● TASK DETAILS:
Continue the forum thread below about plans for Mustang modifications, picking up after its final post.

Where Is Your Stang Going?

jikelly

Dirt-Old 20+Year Member
Jul 9, 2003
872
54
99
Lubbock Tx
I have a desire to go drive fast and that's driven a lot of the mods I've done to my mustang over the years. I have sacrificed comfort for performance. Now I'm wondering if the "payoff" is worth the effort or not.

Here is the thing. I've got this great looking car that's a little rough on the bumpy streets round here that I hardly drive because of the price of gas and right now the lack of AC. The kicker is that what I really want to do (go drive fast on a track) I can't in my stang because it lacks a roll bar. I hesitate to install one because it is going to be a massive perminant change to the car.

So I have my fire breathing street car and I have to decide if I want to go over the top and take farther towards racing. Ugh. I have thought maybe it's time to sell my old girl and get something I don't care if I destroy racing. I asked if I should do that on another forum and the consensus was no. Instead they all recommend buying a cheap beater or Miata that I can flog at autocrosses and the track.

Regardless of that I do have further mods planned. EFI, rear disk brakes (maybe large disks up front too) and a new rear suspension setup aimed to improve handling.

Anyway, what are you guys planing for your stangs? Are any of you facing the same hard question as me?
 
  • Sponsors (?)


well when i graduate, im thinking of keeping it street, but to transfer to EFI and supercharge it, it would be expensive, yes but i figured i would love to drive it a lot more and taking it out would be more of an occasion
 
My car is to the point where i like it, its fast enough to keep the rice at bay, and sexy enough to keep me excited. Its to the point where it will stay for years and years, I would recommend another project if you want to race it, these cars are getting to valuable to chop and muff around with. I say buy yourself a little fox body and run that they are cheap and fun. Just my opinion feel free to take it with a grain of salt.
 
Jimmy,

I had that decision early in building the Cobra. Since the car was going to see the tracks as much as possible, I built the car with racing in mind, but kept it just barely streetable.

I like the racing look myself, though I wonder how many of the Pro-Tourers actually see track duty.

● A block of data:
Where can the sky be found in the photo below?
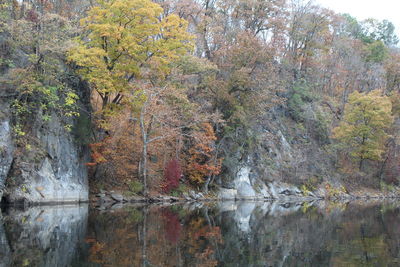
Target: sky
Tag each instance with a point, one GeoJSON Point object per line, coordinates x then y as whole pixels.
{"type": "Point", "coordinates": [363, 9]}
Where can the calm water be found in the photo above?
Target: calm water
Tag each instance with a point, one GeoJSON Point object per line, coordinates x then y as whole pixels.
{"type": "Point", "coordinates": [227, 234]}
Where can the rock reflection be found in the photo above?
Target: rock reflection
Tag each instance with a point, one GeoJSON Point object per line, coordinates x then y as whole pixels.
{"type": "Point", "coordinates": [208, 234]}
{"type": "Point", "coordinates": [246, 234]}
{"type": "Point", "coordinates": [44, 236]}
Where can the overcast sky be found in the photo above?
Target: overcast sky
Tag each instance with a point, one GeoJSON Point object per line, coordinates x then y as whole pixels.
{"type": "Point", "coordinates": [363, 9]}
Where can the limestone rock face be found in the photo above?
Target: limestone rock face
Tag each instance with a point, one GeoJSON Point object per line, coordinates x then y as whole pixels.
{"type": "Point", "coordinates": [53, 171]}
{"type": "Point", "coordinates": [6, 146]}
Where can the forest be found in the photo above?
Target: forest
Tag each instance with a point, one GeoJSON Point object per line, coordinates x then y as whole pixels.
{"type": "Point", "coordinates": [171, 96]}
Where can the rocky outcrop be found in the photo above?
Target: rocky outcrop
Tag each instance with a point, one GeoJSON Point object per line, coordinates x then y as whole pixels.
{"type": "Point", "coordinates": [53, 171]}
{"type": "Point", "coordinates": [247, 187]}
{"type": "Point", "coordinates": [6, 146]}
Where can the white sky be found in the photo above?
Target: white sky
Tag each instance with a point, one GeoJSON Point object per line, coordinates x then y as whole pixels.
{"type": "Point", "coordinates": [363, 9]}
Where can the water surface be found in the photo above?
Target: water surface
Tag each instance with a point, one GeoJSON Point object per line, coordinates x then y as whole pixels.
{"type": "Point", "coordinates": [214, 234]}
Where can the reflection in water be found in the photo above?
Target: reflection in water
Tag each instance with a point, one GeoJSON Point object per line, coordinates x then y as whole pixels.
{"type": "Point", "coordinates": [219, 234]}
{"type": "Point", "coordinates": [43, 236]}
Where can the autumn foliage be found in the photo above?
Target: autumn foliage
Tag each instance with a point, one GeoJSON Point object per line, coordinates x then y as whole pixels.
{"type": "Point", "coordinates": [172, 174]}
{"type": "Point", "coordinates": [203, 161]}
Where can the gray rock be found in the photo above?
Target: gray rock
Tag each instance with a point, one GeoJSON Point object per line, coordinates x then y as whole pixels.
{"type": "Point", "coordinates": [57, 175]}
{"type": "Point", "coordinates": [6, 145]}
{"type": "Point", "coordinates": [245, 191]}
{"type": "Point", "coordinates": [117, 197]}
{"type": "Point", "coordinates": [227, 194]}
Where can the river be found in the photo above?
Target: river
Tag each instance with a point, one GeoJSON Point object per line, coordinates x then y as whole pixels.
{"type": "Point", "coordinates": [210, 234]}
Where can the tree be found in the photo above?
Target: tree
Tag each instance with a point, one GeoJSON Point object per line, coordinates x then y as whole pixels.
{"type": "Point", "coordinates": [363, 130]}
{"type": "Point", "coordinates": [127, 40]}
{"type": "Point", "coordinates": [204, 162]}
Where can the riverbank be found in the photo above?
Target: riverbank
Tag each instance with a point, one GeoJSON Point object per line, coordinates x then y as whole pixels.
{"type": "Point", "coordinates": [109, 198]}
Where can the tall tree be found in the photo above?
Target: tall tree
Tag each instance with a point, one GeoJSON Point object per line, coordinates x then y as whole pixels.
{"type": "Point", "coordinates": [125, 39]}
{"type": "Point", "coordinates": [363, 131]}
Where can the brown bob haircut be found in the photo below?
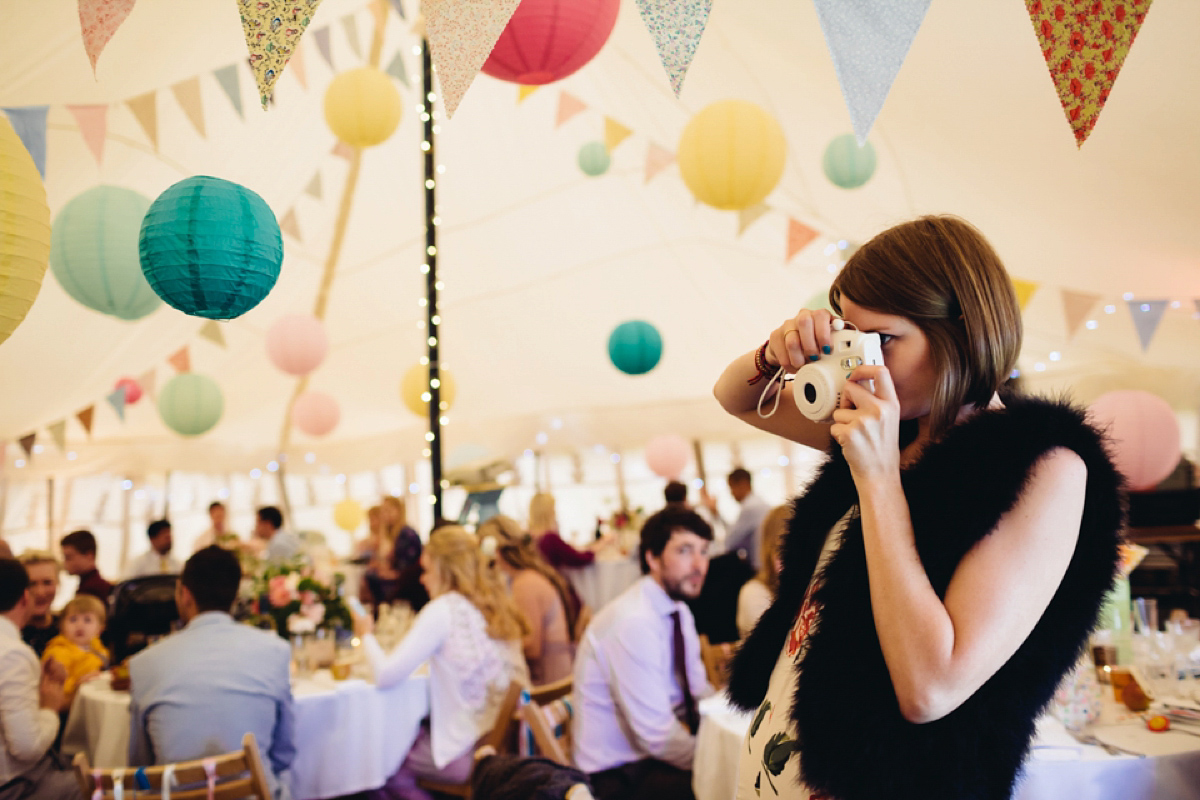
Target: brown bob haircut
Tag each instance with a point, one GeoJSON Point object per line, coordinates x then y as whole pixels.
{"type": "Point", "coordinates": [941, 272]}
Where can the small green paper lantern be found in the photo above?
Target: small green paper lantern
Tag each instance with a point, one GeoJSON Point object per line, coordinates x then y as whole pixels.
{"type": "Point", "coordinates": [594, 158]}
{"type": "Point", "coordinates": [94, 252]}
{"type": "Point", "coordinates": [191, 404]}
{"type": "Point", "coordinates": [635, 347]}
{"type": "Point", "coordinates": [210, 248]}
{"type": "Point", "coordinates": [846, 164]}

● SOLVED EXERCISE:
Dan
 
I think lots of car projects get out of hand or off course for a variety of reasons. I should know, because I've made every mistake in the book over the years. My last Mustang was a perfect example. I "thought" I wanted a badass street car. I was wrong. After 4 years of ownership, I had gone through several motors and all of my money. In it's final form, it had too wild a motor to run on pump gas, too low of gears to drive on the freeway, too stiff of a clutch, the wide tires hit the fenders all the way around, the headers and scattersheild drug, even though the car was not lowered, it was too loud, the brakes sucked, and the interior looked like dogs lived in it. I took a nice '65 fastback and made it a car I couldn't do what I wanted with. The worst part is, after I sold it (for less than half of what I had in it) the next owner fixed everything I had done and made it a great car. It made me sick to see what it could have been. With my present GT 350 clone, before I ever even bought the car, I laid out some mental plans, kind of a road map to where I wnated the car to end up. I mean, who in their right mind heads out to a new destination without a map? Same with my car, I had to be honest with myself about my goals, my budget and above all, be realistic about what I really NEEDED out of the car. Since I had a tough time finding a fastback, I had lots of time to check the price and availablity of parts. I wrote everything down that I needed, then added in what I felt I could afford for a car, then added 50% for a fudge factor, then asked myself if I was prepared to spend that much. That helped me set a budget.
As far as performance, I set some realistic goals of having my car perform as well as my '88 Mustang GT. Maybe that seems tame to you, but keep in mind I'm not after big drag strip numbers. In fact, about the only time the car will see any sprints will very, very likely be on freeway on ramps. Sure, it may only run in the 14's, but that's more than enough to put a grin on my face on the street. I also run 2 four barrel Holleys on an original Shelby intake, but since they are 390 vacuum secondary carbs, it starts easily, doesn't load up, and gets acceptable mileage, even with non-progressive linkage. I've been down the big cam/stiff valve springs/high compression/big carb/wicked motor road before, and it's not as much fun as I thought it would be.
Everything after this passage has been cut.